● Exercise brief
Pick out every line below that contains the word "Provide", and copy each one.

[Records from a collection]
------------------------
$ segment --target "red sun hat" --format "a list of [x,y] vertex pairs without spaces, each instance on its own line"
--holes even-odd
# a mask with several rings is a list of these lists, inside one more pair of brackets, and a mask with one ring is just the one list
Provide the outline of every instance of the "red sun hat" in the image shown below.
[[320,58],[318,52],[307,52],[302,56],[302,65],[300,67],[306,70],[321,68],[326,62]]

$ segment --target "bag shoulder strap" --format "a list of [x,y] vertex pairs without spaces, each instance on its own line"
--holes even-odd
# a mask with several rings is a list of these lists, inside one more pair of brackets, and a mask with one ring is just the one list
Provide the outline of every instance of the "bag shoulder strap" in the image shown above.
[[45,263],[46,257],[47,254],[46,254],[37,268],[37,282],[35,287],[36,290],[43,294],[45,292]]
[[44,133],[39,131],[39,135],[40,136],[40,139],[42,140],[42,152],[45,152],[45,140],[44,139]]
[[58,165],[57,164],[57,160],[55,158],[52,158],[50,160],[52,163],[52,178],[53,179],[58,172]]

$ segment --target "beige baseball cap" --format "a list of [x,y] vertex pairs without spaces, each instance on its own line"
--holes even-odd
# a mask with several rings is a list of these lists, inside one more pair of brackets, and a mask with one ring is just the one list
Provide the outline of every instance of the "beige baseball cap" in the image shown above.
------------------------
● Task output
Provide the outline of every instance of the "red sun hat" in the image shown below.
Provide the outline of every instance of the "bag shoulder strap" in the image shown above.
Provide the outline of every instance of the "beige baseball cap" in the image shown above.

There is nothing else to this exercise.